AVAILABLE RECORDS:
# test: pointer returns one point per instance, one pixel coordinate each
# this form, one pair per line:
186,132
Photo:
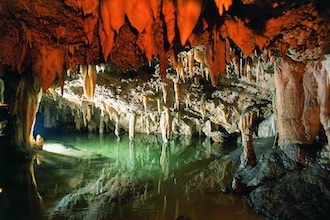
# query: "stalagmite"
164,85
177,65
202,107
2,90
138,13
191,62
188,13
131,125
113,115
168,10
223,5
322,75
247,126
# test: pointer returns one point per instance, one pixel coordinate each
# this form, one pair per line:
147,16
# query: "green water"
174,177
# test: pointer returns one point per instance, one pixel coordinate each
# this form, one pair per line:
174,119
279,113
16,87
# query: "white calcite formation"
146,104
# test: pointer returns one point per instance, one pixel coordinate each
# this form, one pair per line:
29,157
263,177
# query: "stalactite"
131,130
322,75
164,161
113,115
101,126
188,13
29,95
191,62
168,10
164,86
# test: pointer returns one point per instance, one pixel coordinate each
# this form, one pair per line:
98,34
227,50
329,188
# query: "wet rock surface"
93,200
280,188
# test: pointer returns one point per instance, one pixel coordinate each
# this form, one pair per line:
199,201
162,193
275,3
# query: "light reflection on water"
171,176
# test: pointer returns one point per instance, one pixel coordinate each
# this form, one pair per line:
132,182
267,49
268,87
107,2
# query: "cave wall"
47,38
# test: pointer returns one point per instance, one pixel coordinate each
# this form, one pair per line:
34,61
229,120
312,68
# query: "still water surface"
171,178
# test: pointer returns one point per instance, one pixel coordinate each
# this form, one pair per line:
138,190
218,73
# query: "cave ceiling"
54,35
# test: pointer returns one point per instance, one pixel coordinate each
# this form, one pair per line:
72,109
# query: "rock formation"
239,45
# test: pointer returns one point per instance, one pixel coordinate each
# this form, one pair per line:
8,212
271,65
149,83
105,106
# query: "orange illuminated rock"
50,63
138,13
223,5
168,10
117,13
187,16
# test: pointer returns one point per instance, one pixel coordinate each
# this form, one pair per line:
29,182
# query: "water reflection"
97,177
19,196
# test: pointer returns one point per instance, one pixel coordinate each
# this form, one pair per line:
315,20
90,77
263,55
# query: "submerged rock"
93,200
280,188
302,194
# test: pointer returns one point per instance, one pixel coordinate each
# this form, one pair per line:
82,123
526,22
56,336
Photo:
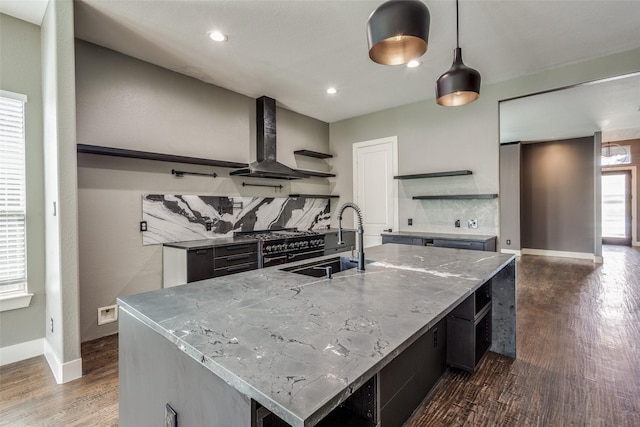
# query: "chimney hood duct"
266,165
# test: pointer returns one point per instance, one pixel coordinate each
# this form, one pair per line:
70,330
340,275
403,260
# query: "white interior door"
375,163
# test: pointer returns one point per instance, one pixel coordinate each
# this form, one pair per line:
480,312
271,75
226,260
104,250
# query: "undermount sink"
325,267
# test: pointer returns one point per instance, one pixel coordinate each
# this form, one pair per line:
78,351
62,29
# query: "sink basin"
319,268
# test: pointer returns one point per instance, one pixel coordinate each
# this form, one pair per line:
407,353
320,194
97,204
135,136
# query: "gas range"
285,245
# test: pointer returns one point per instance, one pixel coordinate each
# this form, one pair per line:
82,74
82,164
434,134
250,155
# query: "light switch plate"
170,416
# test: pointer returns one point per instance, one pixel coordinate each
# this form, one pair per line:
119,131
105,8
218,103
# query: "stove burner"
283,233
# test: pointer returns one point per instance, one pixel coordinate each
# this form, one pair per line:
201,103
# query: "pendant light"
461,84
398,31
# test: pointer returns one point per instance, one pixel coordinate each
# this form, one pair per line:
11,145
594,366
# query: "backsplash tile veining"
176,218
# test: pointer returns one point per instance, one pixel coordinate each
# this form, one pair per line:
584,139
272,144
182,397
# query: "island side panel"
154,372
503,336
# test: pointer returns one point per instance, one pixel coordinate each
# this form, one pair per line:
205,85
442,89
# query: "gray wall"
127,103
510,165
557,195
20,72
434,138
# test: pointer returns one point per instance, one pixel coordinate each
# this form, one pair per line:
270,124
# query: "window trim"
11,300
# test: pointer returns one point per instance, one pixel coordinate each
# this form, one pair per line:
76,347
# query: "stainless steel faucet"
360,232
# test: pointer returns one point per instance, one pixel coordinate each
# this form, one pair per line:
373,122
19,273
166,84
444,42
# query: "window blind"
13,272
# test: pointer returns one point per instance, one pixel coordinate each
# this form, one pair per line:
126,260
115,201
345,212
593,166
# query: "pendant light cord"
457,27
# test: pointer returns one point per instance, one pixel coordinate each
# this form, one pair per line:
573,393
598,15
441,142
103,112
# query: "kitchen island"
229,350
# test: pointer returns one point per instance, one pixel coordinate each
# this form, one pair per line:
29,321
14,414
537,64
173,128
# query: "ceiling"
294,50
611,106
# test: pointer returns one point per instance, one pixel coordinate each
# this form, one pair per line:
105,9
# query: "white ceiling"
292,50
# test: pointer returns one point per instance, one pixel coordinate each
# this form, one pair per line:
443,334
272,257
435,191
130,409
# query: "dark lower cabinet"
235,259
407,380
404,240
484,244
469,328
199,264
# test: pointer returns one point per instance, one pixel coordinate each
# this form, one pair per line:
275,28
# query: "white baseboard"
22,351
515,252
63,372
562,254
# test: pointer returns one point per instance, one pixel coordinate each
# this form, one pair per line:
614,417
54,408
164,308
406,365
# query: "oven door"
292,257
271,260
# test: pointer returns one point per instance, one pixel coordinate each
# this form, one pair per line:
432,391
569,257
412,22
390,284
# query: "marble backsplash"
177,218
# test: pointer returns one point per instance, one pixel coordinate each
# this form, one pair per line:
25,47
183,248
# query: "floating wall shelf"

YOUR GOAL:
Make an exact copy of the listing above. Do not include the pictures.

TASK OUTPUT:
# test: pointer returns one point per instance, one pixel coordinate each
# this form, one pair per line:
186,132
Photo:
# query: "stalagmite"
164,85
177,65
202,107
2,90
138,13
191,62
188,13
131,125
113,115
168,10
223,5
322,75
247,126
# test: pointer returns one point per instance, one pixel coordinate each
# this form, one pair per line:
147,16
# query: "green water"
174,177
# test: pointer returns one point per instance, one pixel coordinate each
# this form, one pair per line:
174,119
279,113
16,87
# query: "white calcite formation"
146,104
# test: pointer returns one point per instance, one pixel coordinate each
# this form, one pair per line:
29,157
263,177
# query: "stalactite"
131,130
322,75
164,161
113,115
101,126
188,13
29,95
191,62
168,10
164,86
# test: pointer returns one point per instance, one pixel coordinate each
# this form, one pair per line:
98,34
227,50
329,188
# query: "wet rock surface"
93,200
280,188
# test: pointer returns one point per instance, one pixel coordinate each
# this form, one pair per line:
199,201
162,193
275,3
# query: "light reflection on water"
171,176
# test: pointer returns one point per instance, one pixel coordinate each
# this form, one pair per line:
132,182
267,49
268,87
107,2
# query: "cave wall"
47,38
# test: pointer returns one point per instance, one pixel coordinate each
# this form, one pair per line:
34,61
229,120
312,68
# query: "still water surface"
171,178
# test: pointer returns one point per instance, one pixel coordinate each
# this form, one pair per line:
138,190
218,73
# query: "cave ceiling"
54,35
# test: pointer returns one point per instance, one pixel coordinate each
# this form, one pair per line:
72,109
# query: "rock formation"
239,45
# test: pointer returns one point per instance, one pixel coordinate each
# this form, one pair per line:
8,212
271,65
149,83
105,106
# query: "orange illuminated rock"
50,63
138,13
223,5
168,10
117,13
187,16
# test: pointer returns one point per instance, one pixel coordinate each
# this form, one pair per line:
29,182
# query: "water reflection"
97,177
19,196
# test: pointer returns one point per instance, one pixel coordinate each
# this form, one pair per line:
315,20
90,77
263,55
# query: "submerged rock"
93,200
280,188
302,194
# test: pointer returns one point per instance, one pixel coordinate each
# this form, one pair per line:
82,123
526,22
56,336
Photo:
# query: "chimney hood duct"
266,165
# test: pointer returns one point per instance, one pixel coordinate each
# this form, one pair per line:
70,330
340,275
403,260
# query: "white interior door"
375,163
# test: pointer returns one point per instance, one pixel coordinate each
# this form, one pair per line:
480,312
271,75
226,260
104,250
# query: "undermount sink"
325,267
# test: pointer returns one point per instance, one pixel coordinate each
# this form, one pair per line:
78,351
62,29
# query: "sink basin"
319,268
# test: pointer returns one point per instance, one pixel coordinate each
# this form, one pair per line:
407,353
320,194
97,204
135,136
# query: "gas range"
285,245
# test: pointer returns one point per instance, one pixel coordinate each
# this form, one pair per line:
82,74
82,164
434,134
250,155
# query: "light switch plate"
170,416
# test: pointer returns one point per instance, one pixel coordinate each
# this form, one pair per line:
119,131
105,8
218,103
# query: "stove burner"
283,233
# test: pointer returns one point per instance, one pixel coordinate each
# this form, one pair per line:
201,103
# query: "pendant light"
461,84
398,31
# test: pointer returns one point per instance, one pixel coordinate each
# this form, one pair per line:
11,145
594,366
# query: "backsplash tile veining"
176,218
# test: pointer returns one point per instance, one pixel coordinate each
# this form, one pair per line:
584,139
272,144
182,397
# query: "island side panel"
154,372
503,336
# test: pointer returns one point per instance, one pixel coordinate each
# this form, one pair per line:
205,85
442,89
# query: "gray wall"
127,103
510,165
557,195
20,72
434,138
# test: pointer returns one point per instance, one pixel coordinate each
# this form, one pair per line:
270,124
# query: "window trim"
11,300
# test: pointer returns one point per instance, one pixel coordinate each
# this form, one pair per line:
76,347
# query: "stainless steel faucet"
360,232
# test: pointer returns one point per instance, one pixel coordinate each
# this form, one pair per line:
373,122
19,273
166,84
444,42
# query: "window blind"
13,272
# test: pointer returns one point per instance, one pixel coordinate each
# this form, one pair per line:
126,260
115,201
345,212
593,166
# query: "pendant light cord"
457,27
# test: pointer returns one point per instance, one pixel coordinate each
# this form, one pair per line:
573,393
598,15
441,142
103,112
# query: "kitchen island"
229,350
# test: pointer returns one point per instance, one pixel coordinate each
# this form, one pair per line:
29,321
14,414
537,64
173,128
# query: "ceiling"
294,50
611,106
# test: pointer returns one point per instance, one pixel coordinate each
# this form, one pair per line:
105,9
# query: "white ceiling"
292,50
# test: pointer returns one point per instance, one pixel coordinate each
# this form, one pair per line:
443,334
272,257
435,191
130,409
# query: "dark lower cabinet"
235,259
407,380
404,240
484,244
469,328
199,264
# test: pointer returns one point per instance, one pixel coordinate each
# this form, one pair per line:
275,28
# query: "white baseboard"
22,351
515,252
63,372
562,254
# test: pointer returns one point per instance, one pixel coordinate each
# this form, one pair per line:
614,417
54,408
164,308
406,365
# query: "oven door"
292,257
271,260
# test: pointer returns one point per instance, one pixel coordinate each
# this form, one pair per line:
432,391
569,257
412,22
390,284
# query: "marble backsplash"
177,218
# test: pointer returns one point per instance, one pixel coordinate each
# this form, one pair per line:
25,47
183,248
# query: "floating wall shelf"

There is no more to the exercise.